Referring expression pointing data
※

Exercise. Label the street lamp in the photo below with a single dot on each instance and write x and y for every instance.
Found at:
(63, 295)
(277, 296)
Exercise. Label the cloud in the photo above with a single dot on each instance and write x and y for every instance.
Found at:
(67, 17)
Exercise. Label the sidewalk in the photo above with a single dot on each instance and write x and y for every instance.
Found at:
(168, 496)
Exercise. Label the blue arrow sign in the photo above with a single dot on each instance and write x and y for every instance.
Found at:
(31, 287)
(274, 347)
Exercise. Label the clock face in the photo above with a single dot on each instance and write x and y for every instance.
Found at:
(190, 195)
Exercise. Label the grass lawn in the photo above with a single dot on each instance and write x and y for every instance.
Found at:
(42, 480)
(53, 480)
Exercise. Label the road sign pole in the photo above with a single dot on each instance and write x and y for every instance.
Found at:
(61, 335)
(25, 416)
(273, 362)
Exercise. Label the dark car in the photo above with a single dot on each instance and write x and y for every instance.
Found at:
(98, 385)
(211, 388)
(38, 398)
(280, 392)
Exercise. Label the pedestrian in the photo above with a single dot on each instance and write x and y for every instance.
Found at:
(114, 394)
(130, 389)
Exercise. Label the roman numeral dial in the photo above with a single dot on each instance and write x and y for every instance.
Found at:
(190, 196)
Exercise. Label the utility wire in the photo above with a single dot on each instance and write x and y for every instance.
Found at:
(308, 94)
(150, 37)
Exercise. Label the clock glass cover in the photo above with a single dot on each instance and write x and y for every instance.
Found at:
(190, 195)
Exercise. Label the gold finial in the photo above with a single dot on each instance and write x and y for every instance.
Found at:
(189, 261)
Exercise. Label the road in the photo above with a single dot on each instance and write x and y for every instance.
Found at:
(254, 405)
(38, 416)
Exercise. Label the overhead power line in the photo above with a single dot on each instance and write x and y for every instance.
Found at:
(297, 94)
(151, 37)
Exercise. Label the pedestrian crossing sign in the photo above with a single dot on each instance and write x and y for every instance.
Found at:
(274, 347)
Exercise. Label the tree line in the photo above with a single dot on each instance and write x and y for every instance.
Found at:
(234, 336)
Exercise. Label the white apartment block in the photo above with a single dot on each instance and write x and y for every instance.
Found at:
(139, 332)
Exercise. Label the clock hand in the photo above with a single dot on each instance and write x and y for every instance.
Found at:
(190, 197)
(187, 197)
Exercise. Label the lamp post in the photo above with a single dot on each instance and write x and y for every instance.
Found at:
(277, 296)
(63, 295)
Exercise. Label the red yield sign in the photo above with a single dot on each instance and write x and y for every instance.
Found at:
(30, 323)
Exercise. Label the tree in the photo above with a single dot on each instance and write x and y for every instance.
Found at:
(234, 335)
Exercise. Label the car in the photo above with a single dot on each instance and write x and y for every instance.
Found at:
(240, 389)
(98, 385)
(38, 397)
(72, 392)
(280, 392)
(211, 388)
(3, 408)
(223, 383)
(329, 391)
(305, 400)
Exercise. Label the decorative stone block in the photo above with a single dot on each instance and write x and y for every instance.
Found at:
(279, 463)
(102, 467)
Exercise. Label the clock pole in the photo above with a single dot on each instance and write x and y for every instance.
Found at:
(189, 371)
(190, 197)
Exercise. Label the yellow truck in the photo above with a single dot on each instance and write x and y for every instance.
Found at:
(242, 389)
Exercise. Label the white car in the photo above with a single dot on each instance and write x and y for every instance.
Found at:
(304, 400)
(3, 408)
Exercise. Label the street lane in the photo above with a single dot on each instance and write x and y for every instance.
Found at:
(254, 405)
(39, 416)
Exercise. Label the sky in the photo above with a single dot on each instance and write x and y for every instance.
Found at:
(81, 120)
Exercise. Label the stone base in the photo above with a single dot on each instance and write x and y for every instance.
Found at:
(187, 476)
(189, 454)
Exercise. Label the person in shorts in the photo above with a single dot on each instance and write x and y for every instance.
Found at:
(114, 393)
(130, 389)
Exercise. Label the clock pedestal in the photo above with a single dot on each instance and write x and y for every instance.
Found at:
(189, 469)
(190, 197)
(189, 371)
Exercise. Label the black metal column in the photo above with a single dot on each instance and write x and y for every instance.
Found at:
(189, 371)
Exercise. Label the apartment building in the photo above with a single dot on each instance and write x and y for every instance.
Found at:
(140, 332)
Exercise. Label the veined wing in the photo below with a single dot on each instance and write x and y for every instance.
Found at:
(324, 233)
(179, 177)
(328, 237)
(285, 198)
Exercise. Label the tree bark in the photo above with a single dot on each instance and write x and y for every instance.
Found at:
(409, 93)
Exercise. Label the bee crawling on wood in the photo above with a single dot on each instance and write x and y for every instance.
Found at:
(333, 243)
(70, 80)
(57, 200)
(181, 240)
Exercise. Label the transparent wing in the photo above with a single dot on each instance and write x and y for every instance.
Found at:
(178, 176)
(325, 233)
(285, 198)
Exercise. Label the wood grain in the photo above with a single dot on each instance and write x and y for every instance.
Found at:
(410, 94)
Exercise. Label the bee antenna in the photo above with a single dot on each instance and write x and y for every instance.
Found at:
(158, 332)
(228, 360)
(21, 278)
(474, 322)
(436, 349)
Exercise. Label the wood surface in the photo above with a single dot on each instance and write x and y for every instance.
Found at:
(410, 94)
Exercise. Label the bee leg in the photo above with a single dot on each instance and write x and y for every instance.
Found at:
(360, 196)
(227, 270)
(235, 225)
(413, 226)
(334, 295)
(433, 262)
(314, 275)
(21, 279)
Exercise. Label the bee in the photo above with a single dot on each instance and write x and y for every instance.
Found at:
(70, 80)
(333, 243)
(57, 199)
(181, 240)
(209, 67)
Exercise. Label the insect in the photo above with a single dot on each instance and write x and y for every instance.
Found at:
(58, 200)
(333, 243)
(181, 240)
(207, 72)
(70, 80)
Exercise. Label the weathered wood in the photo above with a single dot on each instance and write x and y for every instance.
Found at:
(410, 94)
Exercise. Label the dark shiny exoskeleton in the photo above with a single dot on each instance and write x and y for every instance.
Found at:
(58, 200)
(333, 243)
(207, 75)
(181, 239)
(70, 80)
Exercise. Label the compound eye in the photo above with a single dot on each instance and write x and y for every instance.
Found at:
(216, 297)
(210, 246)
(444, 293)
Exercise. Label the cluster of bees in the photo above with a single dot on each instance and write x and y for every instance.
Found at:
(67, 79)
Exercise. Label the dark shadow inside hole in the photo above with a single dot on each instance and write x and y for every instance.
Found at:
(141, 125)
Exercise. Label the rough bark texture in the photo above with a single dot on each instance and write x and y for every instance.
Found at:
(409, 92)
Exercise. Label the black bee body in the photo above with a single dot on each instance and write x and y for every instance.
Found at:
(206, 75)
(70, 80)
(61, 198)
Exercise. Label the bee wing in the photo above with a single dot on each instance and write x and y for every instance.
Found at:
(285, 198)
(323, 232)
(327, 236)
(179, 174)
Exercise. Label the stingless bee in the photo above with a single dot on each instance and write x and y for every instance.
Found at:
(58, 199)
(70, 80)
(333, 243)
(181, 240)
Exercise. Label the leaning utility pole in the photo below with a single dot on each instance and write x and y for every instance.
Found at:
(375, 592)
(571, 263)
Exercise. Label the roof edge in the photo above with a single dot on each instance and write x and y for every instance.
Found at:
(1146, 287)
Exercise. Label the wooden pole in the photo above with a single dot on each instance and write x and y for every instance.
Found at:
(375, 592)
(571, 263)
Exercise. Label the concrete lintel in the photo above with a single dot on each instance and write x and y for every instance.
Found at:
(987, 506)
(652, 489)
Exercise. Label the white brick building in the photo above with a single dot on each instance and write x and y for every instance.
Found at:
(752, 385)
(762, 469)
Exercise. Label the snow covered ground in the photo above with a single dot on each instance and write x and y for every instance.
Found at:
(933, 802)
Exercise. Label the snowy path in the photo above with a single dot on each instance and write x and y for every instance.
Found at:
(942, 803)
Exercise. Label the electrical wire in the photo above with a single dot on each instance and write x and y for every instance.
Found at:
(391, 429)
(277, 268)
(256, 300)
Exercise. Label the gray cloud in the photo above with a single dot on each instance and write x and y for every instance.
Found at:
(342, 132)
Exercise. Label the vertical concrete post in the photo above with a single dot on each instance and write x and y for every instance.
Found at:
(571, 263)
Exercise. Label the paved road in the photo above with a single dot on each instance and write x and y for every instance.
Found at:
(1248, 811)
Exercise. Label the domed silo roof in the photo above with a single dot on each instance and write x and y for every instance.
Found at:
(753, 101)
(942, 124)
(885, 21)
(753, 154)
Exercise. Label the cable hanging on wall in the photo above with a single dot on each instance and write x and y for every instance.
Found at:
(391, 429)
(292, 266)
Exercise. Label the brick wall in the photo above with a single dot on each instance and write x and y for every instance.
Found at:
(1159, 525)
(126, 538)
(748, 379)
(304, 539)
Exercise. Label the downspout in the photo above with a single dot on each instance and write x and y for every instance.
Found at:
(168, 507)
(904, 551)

※

■ Task statement:
Scan the data for the string "cloud" and copy each line in which it occurs.

■ The answer:
Exercise. Label the cloud in the photo above with a single dot on each instance and write x and y for every instance.
Exercise. Label the gray cloud in the photo above with a single dot on each instance and write x and y for every instance.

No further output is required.